Short exercise: Write out every line of the following listing, keeping each character unchanged.

Point labels for objects:
====================

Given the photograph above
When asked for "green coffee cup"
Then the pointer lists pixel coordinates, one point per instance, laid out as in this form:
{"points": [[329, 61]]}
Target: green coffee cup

====================

Response to this exercise:
Given the photograph above
When asked for "green coffee cup"
Then the pointer lists pixel coordinates, one point per instance, laid out as in this form:
{"points": [[329, 61]]}
Target: green coffee cup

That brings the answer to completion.